------ TASK INPUTS

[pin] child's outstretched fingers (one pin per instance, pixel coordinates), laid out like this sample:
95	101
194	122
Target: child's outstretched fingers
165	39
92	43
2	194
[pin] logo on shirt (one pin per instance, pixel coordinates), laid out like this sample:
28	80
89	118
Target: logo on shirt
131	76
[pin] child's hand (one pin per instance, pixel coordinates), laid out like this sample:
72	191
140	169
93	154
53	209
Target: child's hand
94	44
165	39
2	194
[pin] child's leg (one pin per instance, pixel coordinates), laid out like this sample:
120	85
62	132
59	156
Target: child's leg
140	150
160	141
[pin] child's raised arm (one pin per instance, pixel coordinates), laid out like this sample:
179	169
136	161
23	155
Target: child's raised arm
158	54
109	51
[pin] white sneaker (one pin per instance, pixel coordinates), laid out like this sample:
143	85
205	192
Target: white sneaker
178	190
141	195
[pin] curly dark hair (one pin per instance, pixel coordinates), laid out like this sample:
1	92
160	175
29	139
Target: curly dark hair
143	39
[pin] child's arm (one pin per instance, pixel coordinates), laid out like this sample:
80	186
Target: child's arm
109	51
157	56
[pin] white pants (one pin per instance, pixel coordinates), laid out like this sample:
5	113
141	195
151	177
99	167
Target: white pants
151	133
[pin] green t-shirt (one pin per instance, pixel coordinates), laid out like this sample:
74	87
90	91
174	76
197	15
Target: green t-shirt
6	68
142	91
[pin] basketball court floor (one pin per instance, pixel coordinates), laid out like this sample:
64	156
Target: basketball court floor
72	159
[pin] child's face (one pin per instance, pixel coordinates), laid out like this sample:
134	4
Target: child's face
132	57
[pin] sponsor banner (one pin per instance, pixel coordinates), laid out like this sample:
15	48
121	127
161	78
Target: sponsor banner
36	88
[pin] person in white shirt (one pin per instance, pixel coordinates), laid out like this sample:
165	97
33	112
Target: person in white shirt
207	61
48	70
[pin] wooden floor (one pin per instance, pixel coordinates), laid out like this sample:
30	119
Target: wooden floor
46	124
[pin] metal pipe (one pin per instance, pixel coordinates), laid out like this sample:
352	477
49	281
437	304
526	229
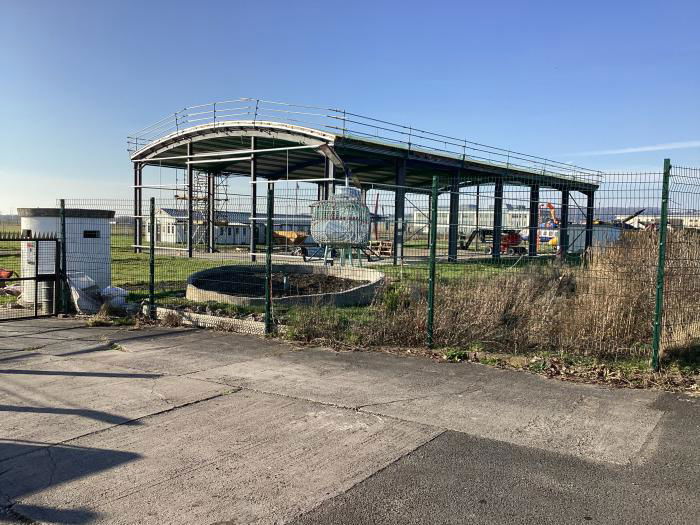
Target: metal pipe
497	219
453	226
661	269
590	209
399	204
152	263
564	224
432	262
253	202
65	302
190	195
534	220
268	258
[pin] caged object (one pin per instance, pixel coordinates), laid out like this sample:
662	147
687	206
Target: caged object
342	221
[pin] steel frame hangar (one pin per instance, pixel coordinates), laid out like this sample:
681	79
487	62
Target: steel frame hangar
271	141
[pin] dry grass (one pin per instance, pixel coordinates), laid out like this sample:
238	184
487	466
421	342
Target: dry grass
603	307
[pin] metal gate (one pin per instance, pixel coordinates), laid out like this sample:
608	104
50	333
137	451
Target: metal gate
29	276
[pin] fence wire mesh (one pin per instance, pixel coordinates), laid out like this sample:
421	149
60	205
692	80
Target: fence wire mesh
518	267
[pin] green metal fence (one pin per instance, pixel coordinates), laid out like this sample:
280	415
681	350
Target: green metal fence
499	265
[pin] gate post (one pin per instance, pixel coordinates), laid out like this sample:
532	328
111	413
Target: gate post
661	268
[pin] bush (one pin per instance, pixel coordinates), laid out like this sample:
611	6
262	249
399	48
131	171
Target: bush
603	306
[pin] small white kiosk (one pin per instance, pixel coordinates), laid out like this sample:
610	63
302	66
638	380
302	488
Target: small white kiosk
88	246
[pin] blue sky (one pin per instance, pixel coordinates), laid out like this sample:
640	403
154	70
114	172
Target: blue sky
573	81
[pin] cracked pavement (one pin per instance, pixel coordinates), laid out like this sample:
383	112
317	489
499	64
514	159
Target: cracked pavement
111	425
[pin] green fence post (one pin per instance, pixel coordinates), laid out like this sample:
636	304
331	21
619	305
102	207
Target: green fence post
431	268
268	257
65	301
152	262
660	268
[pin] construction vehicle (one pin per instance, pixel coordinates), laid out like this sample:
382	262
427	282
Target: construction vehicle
511	241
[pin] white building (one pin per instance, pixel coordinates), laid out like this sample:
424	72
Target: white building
231	227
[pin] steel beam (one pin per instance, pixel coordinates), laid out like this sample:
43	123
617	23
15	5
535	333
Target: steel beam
453	228
253	202
590	207
564	224
190	199
497	219
534	221
399	207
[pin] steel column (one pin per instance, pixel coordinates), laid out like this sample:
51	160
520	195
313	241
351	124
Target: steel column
534	221
253	202
453	227
497	219
564	224
590	207
399	206
190	198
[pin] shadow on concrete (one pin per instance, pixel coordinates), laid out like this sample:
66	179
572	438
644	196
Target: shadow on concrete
20	356
97	415
52	515
78	374
33	468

------------

DIRECTION> Write out all of the entries above again, line for line and unchanged, but leave the pictures out of your answer.

OUTPUT OF THE EXERCISE>
[pin] child's outstretched fingers (one pin per instance, pixel coordinates), laid out like this sample:
95	101
194	122
Target: child's outstretched fingers
165	39
92	43
2	194
[pin] logo on shirt (one pin per instance, pixel coordinates), laid out like this sample:
28	80
89	118
Target: logo on shirt
131	76
[pin] child's hand (one pin per instance, pixel coordinates), laid out like this sample:
72	191
140	169
93	154
53	209
Target: child's hand
94	44
165	39
2	194
[pin] child's leg (one pin per instance, pixel coordinates), laid out like this sample:
120	85
62	132
59	156
Target: child's leg
140	150
160	141
[pin] child's raised arm (one pin per instance, pixel coordinates), laid out like this sample:
179	169
136	161
23	155
Target: child's raised arm
158	54
109	51
[pin] white sneaker (one pin per instance, pixel coordinates), laid out like this sample:
143	85
205	192
Target: white sneaker
178	190
141	195
[pin] curly dark hair (one pin per instance, pixel coordinates), laid out like this sample:
1	92
160	175
29	139
Target: curly dark hair
143	39
[pin] child's arm (one pin per instance, pixel coordinates), laid out like this sample:
80	186
Target: child's arm
109	51
157	56
[pin] white pants (one pin per instance, pixel coordinates), laid out like this sample:
5	113
141	195
151	177
99	167
Target: white pants
151	133
[pin] green t-shirt (one pin per instance, pixel coordinates), laid out like this sample:
74	87
90	91
174	76
197	15
Target: green t-shirt
6	68
142	91
[pin] basketball court floor (one pin per instance, pixel coordinates), laid out like this sample:
64	156
Target: basketball court floor
72	159
[pin] child's face (one pin per instance, pixel coordinates), laid out like this sample:
134	4
Target: child's face
132	57
[pin] sponsor banner (one pin per instance, pixel coordinates), laid out like this sample:
15	48
121	127
161	78
Target: sponsor banner
36	88
[pin] person in white shirt (one pin per instance, pixel coordinates), laid out like this sample:
165	97
33	112
Target: person in white shirt
207	61
48	70
[pin] wooden floor (one pin per instance, pixel coordinates), laid out like this sample:
30	119
Target: wooden floor
46	124
[pin] metal pipe (one pin per instance, pixel coordinates), laid out like this sample:
352	477
49	281
437	304
526	229
Target: metal pipe
497	219
453	226
661	269
590	209
399	204
152	263
564	224
432	262
253	202
65	302
190	195
534	220
268	258
[pin] caged object (one pin per instance, pixel coordinates), laid out like this sample:
662	147
687	206
Target: caged object
342	221
[pin] steel frame hangar (one pin per instance, pixel coordinates), laid out like this sample:
681	79
487	62
Target: steel frame hangar
271	141
[pin] dry grass (one pin per instance, pixel coordinates), laid out like this sample:
238	184
487	466
421	342
Target: dry grass
603	307
[pin] metal gate (one pin per instance, pixel coordinates), laid out like this sample:
608	104
50	333
137	451
Target: metal gate
29	276
[pin] fence wire mesh (one pin per instance, pixel coordinates), laid out like this sample:
421	149
60	205
692	80
Target: fence wire mesh
518	267
[pin] green metal fence (one pin per instance, pixel coordinates), laid out like this sample:
280	415
681	350
Target: green metal fence
499	265
[pin] gate post (one pin per instance, pixel coordinates), laid out like this sample:
532	328
111	413
Target: gate post
661	268
[pin] bush (one pin per instance, pixel coordinates), laid out like this sample:
611	6
262	249
399	48
131	171
Target: bush
603	306
[pin] small white kiosk (one pin per instance, pixel coordinates), laid out like this sample:
610	63
302	66
638	380
302	488
Target: small white kiosk
88	246
[pin] blue sky (one pin per instance, pixel coordinates), laid out like this sample:
640	403
154	70
114	172
Target: blue sky
573	81
[pin] cracked pavement (one pin per instance, pixel coordinates), laid out like this sample:
383	112
317	489
499	64
514	159
Target: cracked pavement
111	425
[pin] green fence post (one pin per instance, pixel coordinates), laid out like this sample:
636	304
331	21
619	305
102	207
Target: green fence post
431	268
268	257
65	301
152	262
660	268
[pin] construction vehicle (one pin per instance, pixel coordinates), laid out like this sample:
382	262
427	282
Target: construction vehicle
511	241
[pin] white building (one pin per instance, pixel coordinates), laid out like this sample:
424	72
Target: white building
231	227
[pin] steel beam (one pin per instance, pixel coordinates), laid out like this sample:
43	123
617	23
15	5
535	333
Target: steel beam
453	228
253	202
590	207
564	224
190	199
497	219
534	221
399	207
[pin] steel column (one pin per instance, pixel coordinates), laid out like this sample:
51	160
520	195
313	241
351	124
Target: steel column
534	221
253	202
453	227
497	219
564	224
590	207
399	206
190	198
[pin] shadow on concrete (one pin per instance, pixel coordinates), laid out like this sample:
66	179
572	438
644	196
Target: shadow on concrete
20	356
97	415
52	515
78	374
33	468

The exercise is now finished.